- Aim -
State how many lines in the material below contain the word "white". Reply with the number alone.

- Extracted material -
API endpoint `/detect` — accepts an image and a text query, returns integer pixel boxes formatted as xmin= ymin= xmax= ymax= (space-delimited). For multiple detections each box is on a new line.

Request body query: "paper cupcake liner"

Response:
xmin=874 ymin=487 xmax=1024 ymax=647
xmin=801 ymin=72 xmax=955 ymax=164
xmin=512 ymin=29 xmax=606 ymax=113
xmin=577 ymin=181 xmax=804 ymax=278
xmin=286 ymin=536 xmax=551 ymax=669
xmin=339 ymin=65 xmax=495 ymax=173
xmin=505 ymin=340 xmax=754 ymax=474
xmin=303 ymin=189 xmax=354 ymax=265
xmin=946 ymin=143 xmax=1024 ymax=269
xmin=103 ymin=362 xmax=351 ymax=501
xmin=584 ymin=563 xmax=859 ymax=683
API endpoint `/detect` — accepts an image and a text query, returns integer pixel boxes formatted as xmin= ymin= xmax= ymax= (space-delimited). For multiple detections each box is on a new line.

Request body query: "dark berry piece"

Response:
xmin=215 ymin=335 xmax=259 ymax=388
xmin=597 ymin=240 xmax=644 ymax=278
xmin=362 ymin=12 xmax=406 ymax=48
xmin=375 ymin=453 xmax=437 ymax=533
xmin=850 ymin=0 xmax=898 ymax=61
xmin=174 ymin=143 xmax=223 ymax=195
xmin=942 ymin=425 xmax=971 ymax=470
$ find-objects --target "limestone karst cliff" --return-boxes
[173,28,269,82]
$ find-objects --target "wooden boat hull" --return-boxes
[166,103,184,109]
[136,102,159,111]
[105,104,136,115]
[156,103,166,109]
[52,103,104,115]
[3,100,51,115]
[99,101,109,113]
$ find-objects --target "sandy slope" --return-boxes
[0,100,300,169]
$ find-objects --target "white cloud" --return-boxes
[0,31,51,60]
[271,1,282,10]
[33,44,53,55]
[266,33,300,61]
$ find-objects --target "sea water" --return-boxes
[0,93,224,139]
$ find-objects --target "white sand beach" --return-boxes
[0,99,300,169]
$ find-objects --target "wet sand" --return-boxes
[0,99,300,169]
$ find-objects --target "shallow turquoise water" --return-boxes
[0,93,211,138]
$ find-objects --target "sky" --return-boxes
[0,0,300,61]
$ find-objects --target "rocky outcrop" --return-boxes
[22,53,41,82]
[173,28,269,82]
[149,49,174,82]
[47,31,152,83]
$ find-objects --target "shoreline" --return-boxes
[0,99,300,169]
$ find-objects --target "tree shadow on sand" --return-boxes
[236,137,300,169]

- Answer to the task -
2